The task =>
Output the data exactly, with every line intact.

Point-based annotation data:
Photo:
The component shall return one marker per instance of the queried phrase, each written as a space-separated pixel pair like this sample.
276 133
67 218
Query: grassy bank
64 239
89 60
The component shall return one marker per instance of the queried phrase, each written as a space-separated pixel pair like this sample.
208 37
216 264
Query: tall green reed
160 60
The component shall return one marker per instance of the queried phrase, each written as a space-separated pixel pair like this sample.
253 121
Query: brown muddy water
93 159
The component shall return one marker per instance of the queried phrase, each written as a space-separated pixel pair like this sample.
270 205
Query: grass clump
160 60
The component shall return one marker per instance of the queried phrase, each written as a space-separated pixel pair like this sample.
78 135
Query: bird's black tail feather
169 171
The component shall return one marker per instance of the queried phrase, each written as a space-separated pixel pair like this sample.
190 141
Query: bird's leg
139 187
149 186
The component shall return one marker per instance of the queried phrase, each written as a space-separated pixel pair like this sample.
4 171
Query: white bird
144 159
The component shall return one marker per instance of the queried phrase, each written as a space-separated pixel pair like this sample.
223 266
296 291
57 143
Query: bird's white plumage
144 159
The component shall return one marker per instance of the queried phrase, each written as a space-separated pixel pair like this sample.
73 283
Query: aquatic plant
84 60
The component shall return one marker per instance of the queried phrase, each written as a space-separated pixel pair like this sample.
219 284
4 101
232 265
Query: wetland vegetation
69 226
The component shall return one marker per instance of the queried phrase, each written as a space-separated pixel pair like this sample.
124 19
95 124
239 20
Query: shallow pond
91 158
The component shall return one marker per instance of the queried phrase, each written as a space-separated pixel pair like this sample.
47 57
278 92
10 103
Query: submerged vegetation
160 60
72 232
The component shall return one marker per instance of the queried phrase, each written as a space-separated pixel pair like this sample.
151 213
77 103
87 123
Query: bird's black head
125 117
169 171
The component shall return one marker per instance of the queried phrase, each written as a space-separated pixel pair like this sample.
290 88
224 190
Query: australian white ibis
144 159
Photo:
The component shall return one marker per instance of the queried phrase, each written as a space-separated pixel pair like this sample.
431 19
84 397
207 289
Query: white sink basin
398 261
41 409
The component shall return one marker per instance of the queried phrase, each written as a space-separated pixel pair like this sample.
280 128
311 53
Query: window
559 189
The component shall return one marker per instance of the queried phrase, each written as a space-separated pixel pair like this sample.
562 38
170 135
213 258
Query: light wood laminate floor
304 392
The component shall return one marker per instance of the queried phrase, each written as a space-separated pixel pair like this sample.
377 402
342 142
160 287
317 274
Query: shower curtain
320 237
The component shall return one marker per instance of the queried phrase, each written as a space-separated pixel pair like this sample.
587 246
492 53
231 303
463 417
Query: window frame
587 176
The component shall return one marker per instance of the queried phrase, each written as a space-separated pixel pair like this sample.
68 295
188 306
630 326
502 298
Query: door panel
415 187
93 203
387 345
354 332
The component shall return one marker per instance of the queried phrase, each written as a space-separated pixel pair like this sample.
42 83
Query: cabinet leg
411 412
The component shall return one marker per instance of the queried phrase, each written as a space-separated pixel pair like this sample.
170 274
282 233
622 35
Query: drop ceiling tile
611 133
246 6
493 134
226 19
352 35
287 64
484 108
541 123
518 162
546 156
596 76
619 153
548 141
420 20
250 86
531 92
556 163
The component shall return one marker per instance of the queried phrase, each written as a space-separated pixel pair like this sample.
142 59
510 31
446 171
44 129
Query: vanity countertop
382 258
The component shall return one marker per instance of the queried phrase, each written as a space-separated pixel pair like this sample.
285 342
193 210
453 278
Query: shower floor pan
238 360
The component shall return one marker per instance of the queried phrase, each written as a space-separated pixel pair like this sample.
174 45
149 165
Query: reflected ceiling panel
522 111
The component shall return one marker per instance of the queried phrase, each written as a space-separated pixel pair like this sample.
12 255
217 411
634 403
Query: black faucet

The response =>
Photo:
The component shall return one marker per instance of the queried phrase, each written as a space-separated pixel pair like this sample.
276 133
67 218
Query: grassy bank
64 239
89 60
The component shall return one marker per instance of the queried phrase, each written as a space-separated pixel pair like this sample.
208 37
216 264
Query: tall green reed
160 60
The component shall return one marker per instance of the queried phrase, each written as a space-separated pixel pair like this sample.
253 121
Query: brown muddy water
93 159
The component shall return one marker per instance of the queried phrase, each written as a space-separated pixel pair like this sample.
270 205
Query: grass clump
160 60
The component shall return one marker per instance of the queried phrase, each written as a space-separated pixel pair like this sample.
78 135
Query: bird's black tail feather
169 171
The component shall return one marker per instance of the queried phrase, each written as a space-separated pixel pair like this sample.
190 141
Query: bird's leg
139 187
149 186
The component shall return one marker per instance of the queried phrase, each written as a space-separated pixel pair like this sample.
4 171
Query: white bird
144 159
The component shall return one marker per instance of the queried phrase, each written as a space-separated pixel pair like this sample.
223 266
296 291
57 143
Query: bird's white plumage
144 159
The component shall return one marker per instance of the queried phrase, each written as a space-separated pixel pair like this sample.
73 283
Query: aquatic plant
84 60
The component shall return one marker per instance of the queried phrase, each written as a space-separated pixel pair like this sample.
219 284
4 101
232 265
Query: wetland vegetation
69 226
The component shall return one marker per instance of the queried phrase, each written as a space-separated pixel pair like this sample.
124 19
95 124
239 20
Query: shallow pond
91 158
The component shall return one marker per instance of the queried phrase, each written as a space-separated pixel pair like this sample.
47 57
278 92
10 103
Query: submerged vegetation
160 60
72 232
The component shall return one marker per instance of the queried phrase, each written as a space-separated pixel pair like this sample.
151 213
77 103
87 123
Query: bird's black head
125 117
169 171
The component shall return one marker per instance of the queried phrase, each written as a space-separated pixel pair like this sample.
290 88
224 190
Query: australian white ibis
144 159
Photo:
The component shall return one marker per instance of the queried phrase, each written as a space-separated pixel pair like this sample.
431 19
84 397
207 289
Query: white sink basin
398 261
41 409
The component shall return one marker per instance of the queried phrase, each written as a space-separated pixel pair like this sample.
280 128
311 53
Query: window
559 189
The component shall return one marker per instance of the queried phrase, each written as a space-separated pixel pair like this sample.
562 38
170 135
213 258
Query: light wood laminate floor
304 392
The component shall return one marker per instance of the queried phrase, each written as a space-separated pixel pair like this sample.
377 402
342 142
160 287
317 274
Query: shower curtain
320 237
The component shall return one marker per instance of the queried phrase, each written as a space-separated pixel pair like this sample.
587 246
492 53
231 303
463 417
Query: window frame
587 176
The component shall return one marker per instance of the queried phrase, each written as a space-separated pixel pair like this sample.
68 295
188 306
630 326
502 298
Query: door panel
415 187
93 203
387 345
354 332
The component shall return one marker per instance of the queried phrase, each written as a space-separated pixel pair like this sample.
42 83
Query: cabinet leg
411 412
The component shall return one marker per instance of the queried phrase, each written as a space-separated pixel pair like this sample.
170 274
282 233
622 35
Query: drop ceiling tile
611 133
246 6
493 134
226 19
352 35
287 64
484 108
541 123
518 162
546 156
596 76
619 153
548 141
420 20
250 86
531 92
556 163
The component shall return one marker per instance of the queried phrase, each written as a space-separated pixel pair like this sample.
142 59
510 31
446 171
44 129
Query: vanity countertop
382 258
The component shall return one marker per instance of the queried phrase, each written as a space-separated pixel pair like this sample.
285 342
193 210
453 278
Query: shower floor pan
238 360
The component shall return one marker per instance of the queried phrase, each written as a space-separated pixel pair like this sample.
174 45
149 165
Query: reflected ceiling panel
522 111
The component shall return one marker per instance of the queried phrase, each written as a space-separated pixel pair like this sample.
12 255
217 411
634 403
Query: black faucet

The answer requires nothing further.